_EXERCISE_
Return the records exactly, please. Every line should match.

_SOURCE MATERIAL_
■ ■ ■

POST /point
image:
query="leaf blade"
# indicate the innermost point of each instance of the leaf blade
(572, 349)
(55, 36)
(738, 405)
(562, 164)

■ ■ ■

_REPLY TO THE TASK_
POST /point
image:
query="leaf blade"
# indicate the innermost point of each instance of the leaf blade
(572, 349)
(55, 36)
(738, 405)
(562, 164)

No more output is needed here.